- Deskripsi Tugas
Teruskan berita tentang sengketa tanah Mbah Tupon di bawah ini, mulai setelah kalimat terakhir yang tercantum.
═════ Kutipan Teks
Petani di Bantul Terancam Kehilangan Lahan Akibat Dugaan Praktik Mafia Tanah

Kisah pilu menimpa Mbah Tupon, seorang petani berusia 68 tahun asal Ngentak, Bangunjiwo, Kasihan, Bantul, Daerah Istimewa Yogyakarta (DIY). Ia kini menghadapi ancaman kehilangan tanah seluas 1.655 meter persegi beserta dua bangunan rumah yang berdiri di atasnya. Dugaan kuat mengarah pada praktik mafia tanah yang menyebabkan sertifikat tanah miliknya beralih nama secara misterius. Kasus ini telah dilaporkan ke pihak berwajib, tepatnya Polda DIY, dengan harapan mendapatkan keadilan dan mengembalikan hak kepemilikan tanahnya.

Mbah Tupon, yang sehari-hari bergelut dengan aktivitas bertani, kini hanya bisa pasrah meratapi nasibnya. Setiap sore, usai mencari pakan ternak, ia menyempatkan diri duduk di teras rumahnya, mencoba mengistirahatkan tubuh yang lelah setelah seharian bekerja di ladang. Kesedihan dan kekhawatiran jelas terpancar dari wajahnya.

Heri Setiawan, anak pertama Mbah Tupon, menceritakan kronologis kejadian yang menimpa ayahnya. Pada tahun 2020, Mbah Tupon berencana menjual sebagian kecil tanahnya, yakni seluas 298 meter persegi dari total 2.100 meter persegi yang dimilikinya. Seorang pembeli dengan inisial BR menyatakan minatnya untuk membeli tanah tersebut. Selain menjual, Mbah Tupon juga menghibahkan sebagian tanahnya untuk kepentingan umum, yakni 90 meter persegi untuk jalan dan 54 meter persegi untuk gudang RT.

"Setelah pemecahan sertifikat, untuk jalan itu sudah selesai dan sertifikatnya sudah jadi," ungkap Heri, Sabtu (26/4/2025). BR kemudian menawarkan bantuan untuk memecah sertifikat sisa tanah seluas 1.655 meter persegi menjadi empat sertifikat. Rencananya, keempat sertifikat tersebut akan diatasnamakan Mbah Tupon dan ketiga anaknya. BR menawarkan diri untuk membantu proses pemecahan sertifikat dengan alasan meringankan beban biaya Mbah Tupon.
══════════
═════ Cuplikan Data
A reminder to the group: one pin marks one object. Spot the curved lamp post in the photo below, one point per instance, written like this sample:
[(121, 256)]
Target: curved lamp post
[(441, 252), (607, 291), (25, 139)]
══════════
- Jawaban Tugas
"Bapak masih ada piutang di BR sekitar Rp 35 juta, lalu BR bilang 'Mbah, bagaimana kalau uang itu untuk memecah sertifikat atas nama anak-anakmu supaya lebih ringan biayanya?'" kata Heri, menirukan ucapan BR. Mbah Tupon yang tidak bisa membaca dan menulis, mempercayai sepenuhnya niat baik BR. Proses pemecahan sertifikat menjadi empat ini ditawarkan sekitar tahun 2021, setelah transaksi jual beli tanah sebelumnya.

Namun, alih-alih sertifikat atas nama Mbah Tupon dan anak-anaknya, yang terjadi justru sertifikat tanah tersebut dibalik nama menjadi atas nama seseorang berinisial IF dan diagunkan ke bank senilai Rp 1,5 miliar. Heri mengaku tidak mengenal IF dan tidak pernah bertemu dengannya. Fakta ini baru terungkap pada Maret 2024, ketika pihak bank menghubungi keluarga Mbah Tupon.

"Pihak bank mengabari kami bahwa atas nama IF, pinjaman belum sempat diangsur sama sekali sejak awal. Sekitar 4 bulan setelah pencairan, pihak bank datang ke sini," jelas Heri. Pihak bank menunjukkan fotokopi sertifikat yang sudah dibalik nama. Heri menambahkan, pihak bank juga memberitahukan bahwa tanah yang diagunkan atas nama IF tersebut sudah memasuki tahap lelang pertama.

Keluarga Mbah Tupon kemudian mendatangi BR untuk meminta penjelasan. BR berkilah bahwa notaris yang terlibat dalam proses tersebut yang bermain curang dan berjanji akan mengurusnya. BR kemudian menugaskan tangan kanannya, berinisial TR, untuk mendampingi keluarga Mbah Tupon melapor ke Polda DIY.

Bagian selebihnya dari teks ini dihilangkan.